[Selected extract]
>> BEGIN
According to Regulation 1141/2014, European parties and foundations have six months, following the end of their financial year, to provide the APPF with their annual financial statements, an external audit report on the annual financial statements, and the list of donors and contributors and their corresponding donations or contributions.5 However, donations received within six months of a European election must be reported on a weekly basis, and accepted donations above €12,000 must be immediately reported.
For the financial year 2020, it is therefore understandable that no further information be provided by the APPF.
For the financial year 2019, all information on donations was supposedly provided by European parties and foundations by the end of June 2020 at the latest. However, by February 2021, only information on donations above €12,000 or within six months of elections is provided. At least seven months after their reporting, the list of donations provided by the ten European parties — virtually a mere copy-paste to a single file — has still not been published by the APPF.
>> END
[Dataset section]
>> BEGIN
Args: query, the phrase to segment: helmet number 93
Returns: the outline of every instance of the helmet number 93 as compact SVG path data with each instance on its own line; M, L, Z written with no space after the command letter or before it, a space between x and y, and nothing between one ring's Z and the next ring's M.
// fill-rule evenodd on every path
>> END
[Work to complete] From the passage on donation reporting by European parties, print the words that begin at "According to Regulation" and stop after "provided by the APPF.".

[Response to this exercise]
According to Regulation 1141/2014, European parties and foundations have six months, following the end of their financial year, to provide the APPF with their annual financial statements, an external audit report on the annual financial statements, and the list of donors and contributors and their corresponding donations or contributions.5 However, donations received within six months of a European election must be reported on a weekly basis, and accepted donations above €12,000 must be immediately reported.
For the financial year 2020, it is therefore understandable that no further information be provided by the APPF.